• **What is asked**
Identify each row below that contains the word "girl" and copy every such row in full. Treat uppercase and lowercase as distinct, so a match must have the same case.

-- START OF Provided data --

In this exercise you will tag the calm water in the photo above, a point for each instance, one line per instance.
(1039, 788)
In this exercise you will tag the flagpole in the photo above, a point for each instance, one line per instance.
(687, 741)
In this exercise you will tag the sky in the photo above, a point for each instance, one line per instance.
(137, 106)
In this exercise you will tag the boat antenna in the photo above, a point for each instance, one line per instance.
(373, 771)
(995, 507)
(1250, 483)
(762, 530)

-- END OF Provided data --
-- START OF Provided data --

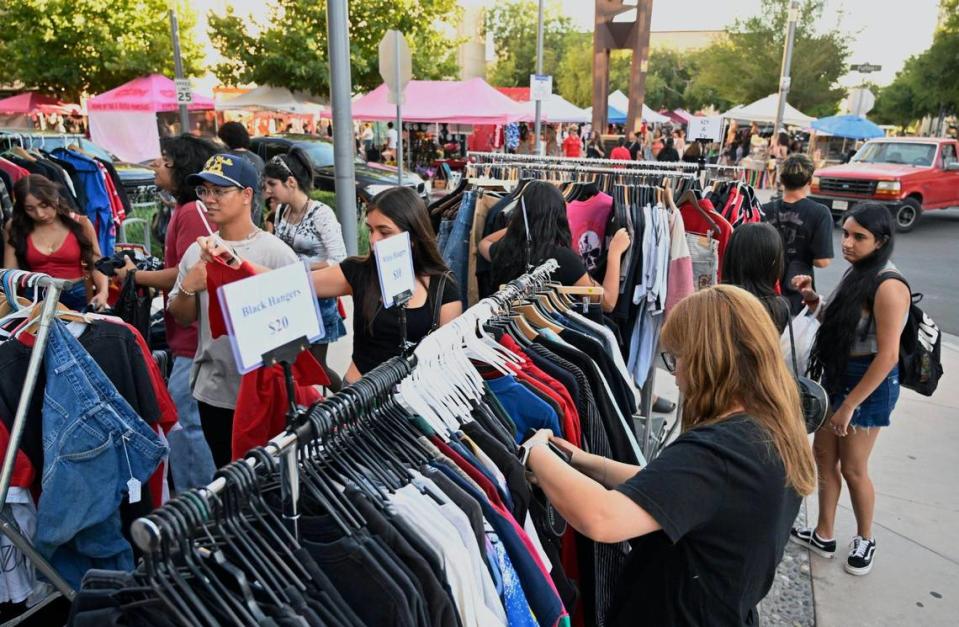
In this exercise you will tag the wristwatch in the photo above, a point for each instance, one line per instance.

-- END OF Provided data --
-- START OF Provided data --

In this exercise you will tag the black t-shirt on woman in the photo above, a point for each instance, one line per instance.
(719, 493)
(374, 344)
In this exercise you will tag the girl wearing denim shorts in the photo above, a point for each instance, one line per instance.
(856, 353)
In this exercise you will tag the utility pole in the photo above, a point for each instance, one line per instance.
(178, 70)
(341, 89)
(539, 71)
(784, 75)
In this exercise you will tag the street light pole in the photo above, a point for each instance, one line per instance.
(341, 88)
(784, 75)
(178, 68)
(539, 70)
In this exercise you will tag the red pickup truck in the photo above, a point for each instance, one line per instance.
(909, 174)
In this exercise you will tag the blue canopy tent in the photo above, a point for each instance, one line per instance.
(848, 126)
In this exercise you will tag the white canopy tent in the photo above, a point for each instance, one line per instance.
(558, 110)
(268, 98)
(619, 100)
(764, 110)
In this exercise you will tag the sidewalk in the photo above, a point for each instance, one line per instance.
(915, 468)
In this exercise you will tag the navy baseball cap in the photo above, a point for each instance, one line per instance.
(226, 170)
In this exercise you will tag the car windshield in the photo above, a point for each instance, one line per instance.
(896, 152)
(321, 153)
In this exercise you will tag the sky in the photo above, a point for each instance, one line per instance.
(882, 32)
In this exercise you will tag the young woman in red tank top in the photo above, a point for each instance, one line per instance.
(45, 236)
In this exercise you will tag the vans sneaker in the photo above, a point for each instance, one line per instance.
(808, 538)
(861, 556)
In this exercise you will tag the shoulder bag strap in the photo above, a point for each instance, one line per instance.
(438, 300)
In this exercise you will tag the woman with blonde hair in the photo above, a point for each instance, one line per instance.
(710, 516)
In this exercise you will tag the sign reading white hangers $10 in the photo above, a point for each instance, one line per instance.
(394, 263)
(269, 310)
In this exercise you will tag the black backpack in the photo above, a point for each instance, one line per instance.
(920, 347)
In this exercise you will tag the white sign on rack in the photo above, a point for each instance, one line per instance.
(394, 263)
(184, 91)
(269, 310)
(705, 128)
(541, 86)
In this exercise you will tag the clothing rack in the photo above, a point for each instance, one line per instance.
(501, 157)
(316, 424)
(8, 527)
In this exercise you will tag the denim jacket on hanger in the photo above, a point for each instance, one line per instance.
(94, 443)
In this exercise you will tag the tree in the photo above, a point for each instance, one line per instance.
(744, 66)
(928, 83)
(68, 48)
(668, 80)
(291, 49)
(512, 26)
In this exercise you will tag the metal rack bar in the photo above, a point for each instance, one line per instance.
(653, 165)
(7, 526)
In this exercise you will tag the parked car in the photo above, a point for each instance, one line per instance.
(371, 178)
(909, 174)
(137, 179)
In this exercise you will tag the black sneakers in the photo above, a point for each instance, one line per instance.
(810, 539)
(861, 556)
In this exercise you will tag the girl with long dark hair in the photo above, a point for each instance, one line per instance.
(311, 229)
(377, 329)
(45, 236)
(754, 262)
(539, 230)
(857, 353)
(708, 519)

-- END OF Provided data --

• **Finished exercise**
In this exercise you will tag the girl wearing denim shorts in the photo above, a point for each instance, one line per instance.
In this exercise you will tag the girl with long dark hair in the photo above, a point for each instance, one line per instance.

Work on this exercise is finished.